* TASK OBJECTIVE *
Your answer should consist of the lines in the data below that contain "vegetation".

* GIVEN RECORDS *
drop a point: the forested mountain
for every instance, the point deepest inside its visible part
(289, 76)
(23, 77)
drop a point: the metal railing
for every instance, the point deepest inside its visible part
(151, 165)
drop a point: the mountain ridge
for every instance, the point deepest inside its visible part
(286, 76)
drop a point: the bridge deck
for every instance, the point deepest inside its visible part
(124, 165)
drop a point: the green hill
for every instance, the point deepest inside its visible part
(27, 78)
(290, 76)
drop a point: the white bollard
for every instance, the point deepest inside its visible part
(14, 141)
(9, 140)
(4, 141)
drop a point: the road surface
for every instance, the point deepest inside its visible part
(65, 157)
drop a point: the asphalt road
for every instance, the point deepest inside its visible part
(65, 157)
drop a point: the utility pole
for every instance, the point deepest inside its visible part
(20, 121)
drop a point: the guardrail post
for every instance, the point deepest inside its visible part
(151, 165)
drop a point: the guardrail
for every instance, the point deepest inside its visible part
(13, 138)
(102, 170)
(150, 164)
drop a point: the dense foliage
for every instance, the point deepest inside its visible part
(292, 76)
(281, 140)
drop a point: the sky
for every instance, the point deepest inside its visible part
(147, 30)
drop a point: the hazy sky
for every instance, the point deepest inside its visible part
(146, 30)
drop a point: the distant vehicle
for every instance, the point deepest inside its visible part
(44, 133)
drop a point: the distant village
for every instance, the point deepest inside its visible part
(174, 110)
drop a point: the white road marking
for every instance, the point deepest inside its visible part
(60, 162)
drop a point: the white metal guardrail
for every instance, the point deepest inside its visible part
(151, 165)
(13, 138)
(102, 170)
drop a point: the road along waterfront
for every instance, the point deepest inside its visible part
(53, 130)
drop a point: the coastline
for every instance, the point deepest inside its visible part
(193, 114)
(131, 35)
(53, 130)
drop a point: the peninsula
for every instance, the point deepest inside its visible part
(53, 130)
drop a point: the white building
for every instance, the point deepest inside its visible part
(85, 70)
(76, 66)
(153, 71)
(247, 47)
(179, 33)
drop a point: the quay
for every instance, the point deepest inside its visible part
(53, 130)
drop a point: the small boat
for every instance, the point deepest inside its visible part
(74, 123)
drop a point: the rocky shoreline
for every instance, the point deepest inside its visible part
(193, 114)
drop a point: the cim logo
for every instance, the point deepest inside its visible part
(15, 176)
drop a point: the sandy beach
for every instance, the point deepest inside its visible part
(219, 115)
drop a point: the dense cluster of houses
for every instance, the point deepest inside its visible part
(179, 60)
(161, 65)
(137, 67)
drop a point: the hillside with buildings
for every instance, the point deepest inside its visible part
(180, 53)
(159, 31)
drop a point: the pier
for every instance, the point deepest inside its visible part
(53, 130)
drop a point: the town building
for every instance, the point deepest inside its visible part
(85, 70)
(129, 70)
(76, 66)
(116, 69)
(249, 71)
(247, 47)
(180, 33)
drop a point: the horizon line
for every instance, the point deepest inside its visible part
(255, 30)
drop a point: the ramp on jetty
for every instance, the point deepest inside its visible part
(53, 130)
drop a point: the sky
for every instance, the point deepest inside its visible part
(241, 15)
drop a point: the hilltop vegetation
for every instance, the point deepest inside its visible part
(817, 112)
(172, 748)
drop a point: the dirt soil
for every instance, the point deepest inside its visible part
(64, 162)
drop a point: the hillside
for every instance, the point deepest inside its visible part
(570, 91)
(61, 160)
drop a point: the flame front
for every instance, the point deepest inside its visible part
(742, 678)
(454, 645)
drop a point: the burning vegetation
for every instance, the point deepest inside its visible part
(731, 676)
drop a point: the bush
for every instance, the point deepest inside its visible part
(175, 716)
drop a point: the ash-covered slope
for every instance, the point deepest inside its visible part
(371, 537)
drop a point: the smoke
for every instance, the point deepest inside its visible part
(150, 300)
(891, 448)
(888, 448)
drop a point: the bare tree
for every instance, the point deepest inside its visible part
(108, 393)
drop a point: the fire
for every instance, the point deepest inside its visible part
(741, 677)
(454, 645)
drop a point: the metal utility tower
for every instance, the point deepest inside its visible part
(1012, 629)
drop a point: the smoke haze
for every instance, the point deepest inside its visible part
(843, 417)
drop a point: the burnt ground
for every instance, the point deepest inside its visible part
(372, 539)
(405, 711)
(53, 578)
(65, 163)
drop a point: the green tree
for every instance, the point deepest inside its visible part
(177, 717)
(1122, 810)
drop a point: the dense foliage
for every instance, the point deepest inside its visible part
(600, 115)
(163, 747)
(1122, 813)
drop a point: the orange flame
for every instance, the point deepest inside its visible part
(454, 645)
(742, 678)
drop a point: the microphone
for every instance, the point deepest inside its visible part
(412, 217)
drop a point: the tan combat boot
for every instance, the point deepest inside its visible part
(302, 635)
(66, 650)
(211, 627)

* RESPONSE BELOW *
drop a point: the hilltop vegetation
drop a point: the burning vegetation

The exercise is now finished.